Set exercise 1: Indicate whether each statement below agrees with the biography of Milton McPike, answering yes or no and quoting the deciding words of the biography. (a) McPike served as principal of Madison East High School for 23 years. (b) McPike attended the teacher's college from 1960 to 1964. (c) McPike earned letters in basketball, track and football.

Provided text:
☆ ☆ ☆ ☆
- Born: October 9, 1939 Jacksonville, Illinois, US
- Died: March 29, 2008 (aged 68) Madison, Wisconsin, US
- Education: Truman State University
- Spouse(s): Sharon McPike, Ruth McPike (divorced)

= Milton McPike =

American educator and football player (1939–2008)

Milton McPike (October 9, 1939 – March 29, 2008) was an American educator and San Francisco 49ers player, and the principal of Madison East High School for 23 years. He also served on the Board of Regents for the University of Wisconsin–Madison until his death in 2008.

==Biography==

===Early life and education===
Milton Lee McPike was born October 9, 1939, in Jacksonville, Illinois. He played high school football with boxer Ken Norton. He attended Northeast Missouri State University Teacher's College (now Truman State University) from 1958 to 1962. While there, he earned 12 letters in basketball, track and football.
☆ ☆ ☆ ☆
Data section:
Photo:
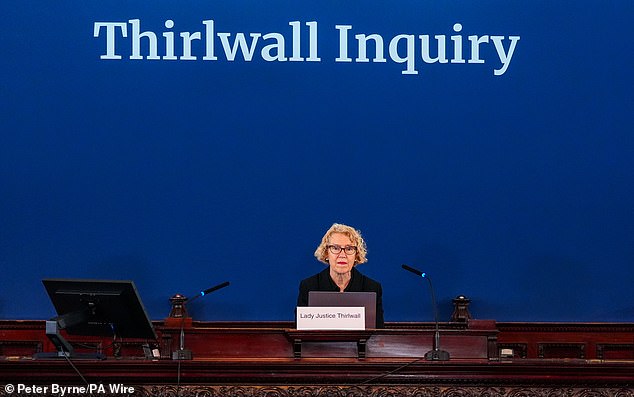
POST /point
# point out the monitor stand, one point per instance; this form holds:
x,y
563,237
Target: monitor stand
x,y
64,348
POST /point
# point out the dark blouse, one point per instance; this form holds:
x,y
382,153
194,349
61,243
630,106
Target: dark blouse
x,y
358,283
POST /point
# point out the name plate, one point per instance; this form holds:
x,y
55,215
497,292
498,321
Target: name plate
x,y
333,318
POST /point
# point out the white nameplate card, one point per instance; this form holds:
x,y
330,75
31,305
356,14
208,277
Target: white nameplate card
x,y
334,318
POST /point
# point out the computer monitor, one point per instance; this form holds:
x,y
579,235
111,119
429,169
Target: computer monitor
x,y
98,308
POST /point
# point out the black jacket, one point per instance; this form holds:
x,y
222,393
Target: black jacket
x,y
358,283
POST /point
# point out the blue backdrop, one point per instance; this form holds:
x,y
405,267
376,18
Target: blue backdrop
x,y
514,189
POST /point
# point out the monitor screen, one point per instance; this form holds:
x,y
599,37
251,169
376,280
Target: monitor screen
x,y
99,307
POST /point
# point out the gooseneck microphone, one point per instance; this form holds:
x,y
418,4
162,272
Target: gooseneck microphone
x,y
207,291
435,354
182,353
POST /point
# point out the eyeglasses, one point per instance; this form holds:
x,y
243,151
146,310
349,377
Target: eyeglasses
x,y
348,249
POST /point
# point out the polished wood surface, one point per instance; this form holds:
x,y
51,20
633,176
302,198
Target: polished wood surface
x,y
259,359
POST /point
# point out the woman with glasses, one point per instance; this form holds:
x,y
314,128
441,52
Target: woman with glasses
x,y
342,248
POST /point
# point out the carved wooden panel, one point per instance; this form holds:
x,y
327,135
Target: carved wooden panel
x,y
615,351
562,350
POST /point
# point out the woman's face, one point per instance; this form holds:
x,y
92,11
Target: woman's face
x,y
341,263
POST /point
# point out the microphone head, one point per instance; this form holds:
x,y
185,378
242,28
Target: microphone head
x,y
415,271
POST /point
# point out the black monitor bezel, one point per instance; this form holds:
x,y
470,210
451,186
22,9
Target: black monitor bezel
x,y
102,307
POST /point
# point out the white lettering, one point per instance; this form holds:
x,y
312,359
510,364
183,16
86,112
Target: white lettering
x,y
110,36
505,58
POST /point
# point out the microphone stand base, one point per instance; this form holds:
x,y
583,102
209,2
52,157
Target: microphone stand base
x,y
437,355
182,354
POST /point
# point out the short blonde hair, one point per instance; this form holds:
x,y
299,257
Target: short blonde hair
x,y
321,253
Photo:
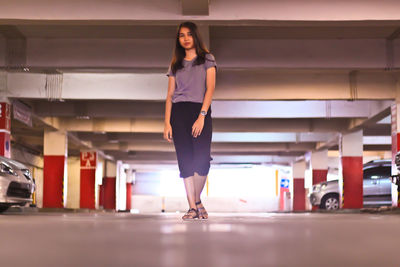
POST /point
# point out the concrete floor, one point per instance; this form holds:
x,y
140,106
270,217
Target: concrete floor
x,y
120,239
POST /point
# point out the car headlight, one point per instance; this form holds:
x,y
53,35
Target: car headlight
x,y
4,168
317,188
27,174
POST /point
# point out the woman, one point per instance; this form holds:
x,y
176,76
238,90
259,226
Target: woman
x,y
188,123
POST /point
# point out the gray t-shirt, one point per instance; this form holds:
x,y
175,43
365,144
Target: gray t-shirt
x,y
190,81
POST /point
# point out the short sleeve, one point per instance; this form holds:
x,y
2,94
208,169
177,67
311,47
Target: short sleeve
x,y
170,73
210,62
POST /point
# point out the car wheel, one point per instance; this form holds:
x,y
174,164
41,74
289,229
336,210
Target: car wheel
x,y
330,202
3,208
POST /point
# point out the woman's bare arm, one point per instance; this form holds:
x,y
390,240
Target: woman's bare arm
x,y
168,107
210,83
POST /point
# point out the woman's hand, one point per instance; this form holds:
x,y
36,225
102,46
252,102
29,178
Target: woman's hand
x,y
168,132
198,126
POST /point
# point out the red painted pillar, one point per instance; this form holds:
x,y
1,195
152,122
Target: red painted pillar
☆ ☆ ☆ ☆
Set exercise 2: Display every line of the records above that contains the string "base", treating uppercase and lowercase as distinct.

Result 1:
(a) Yes: "the principal of Madison East High School for 23 years"
(b) No: "from 1958 to 1962"
(c) Yes: "he earned 12 letters in basketball, track and football"

Result 2:
# point out the microphone stand base, one point per instance; this form holds:
Target: microphone stand base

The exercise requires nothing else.